__Provided passage__:
++++++++++++++++++++
Gulf oil and gas exporters might seek to gain market share from Russia and act as a source of energy stability for Europe.

While the United States is increasing its export capacity of LNG to Europe, the real spare capacity producers in both LNG and oil will be in the Gulf. Three countries matter in this respect: Qatar for its gas production and the United Arab Emirates and Saudi Arabia for increased capacity in oil production. Other members of the OPEC+ agreement have been producing below their quotas. To increase production now is both a commercial and a political decision.

In the short term, there is no simple fix. Qatar is exporting LNG close to its capacity and Saudi Arabia has been reluctant to break its OPEC+ agreement in place since late 2016 and drastically expand production. However, Saudi Arabia once bested Russia in a price war at the start of the pandemic in spring 2020, ramping up production and driving prices down. It could take advantage of the moment, especially if Russian exports are challenged by more financial sanctions that target the oil sector or the mechanism banks use to accept payment for its trade. Now that some Russian banks are sanctioned and blacklisted from the SWIFT system, the ease of payments for oil deliveries may change.
++++++++++++++++++++
__Data shown__:
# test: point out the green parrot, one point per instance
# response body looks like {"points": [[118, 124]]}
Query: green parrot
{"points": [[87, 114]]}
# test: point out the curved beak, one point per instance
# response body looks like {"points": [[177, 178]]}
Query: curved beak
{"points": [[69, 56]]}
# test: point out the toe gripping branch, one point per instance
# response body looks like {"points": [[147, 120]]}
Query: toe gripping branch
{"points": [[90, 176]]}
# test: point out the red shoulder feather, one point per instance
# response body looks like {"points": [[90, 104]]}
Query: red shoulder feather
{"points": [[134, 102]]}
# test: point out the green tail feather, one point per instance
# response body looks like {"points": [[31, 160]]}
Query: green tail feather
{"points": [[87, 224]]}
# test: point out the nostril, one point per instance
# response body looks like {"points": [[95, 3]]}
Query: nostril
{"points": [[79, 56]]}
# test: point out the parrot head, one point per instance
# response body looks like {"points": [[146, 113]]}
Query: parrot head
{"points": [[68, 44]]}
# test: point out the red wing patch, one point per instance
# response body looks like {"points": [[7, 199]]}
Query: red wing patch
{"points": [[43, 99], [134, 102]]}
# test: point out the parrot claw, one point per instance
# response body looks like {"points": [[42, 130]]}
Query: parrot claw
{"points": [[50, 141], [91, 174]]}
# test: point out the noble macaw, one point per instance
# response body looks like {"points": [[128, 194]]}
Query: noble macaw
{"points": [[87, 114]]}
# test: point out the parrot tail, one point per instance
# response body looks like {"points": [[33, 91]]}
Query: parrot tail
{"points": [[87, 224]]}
++++++++++++++++++++
__Work order 1__:
How would you render this sentence from the passage on Gulf oil and gas exports into Spanish: "In the short term, there is no simple fix."?
__Work order 2__:
According to the passage on Gulf oil and gas exports, which three countries matter for spare production capacity?
__Work order 3__:
Can you go on with the passage on Gulf oil and gas exports to Europe, picking up after its final sentence?

__Written answer 1__:
A corto plazo, no hay una solución sencilla.

__Written answer 2__:
Qatar, the United Arab Emirates and Saudi Arabia.

__Written answer 3__:
For the United Arab Emirates, there does not appear to be much interest in increasing oil production to smooth markets nor in usurping market share from Russia. It seems very clear that the UAE is not going to act at the behest of American officials. Saudi Arabia is, for the moment, also emphasizing the stability of the OPEC+ agreement and production cuts over requests to increase supply to global markets. These two states will determine how global oil markets can sustain a dip in Russian oil deliveries in an already very tight market.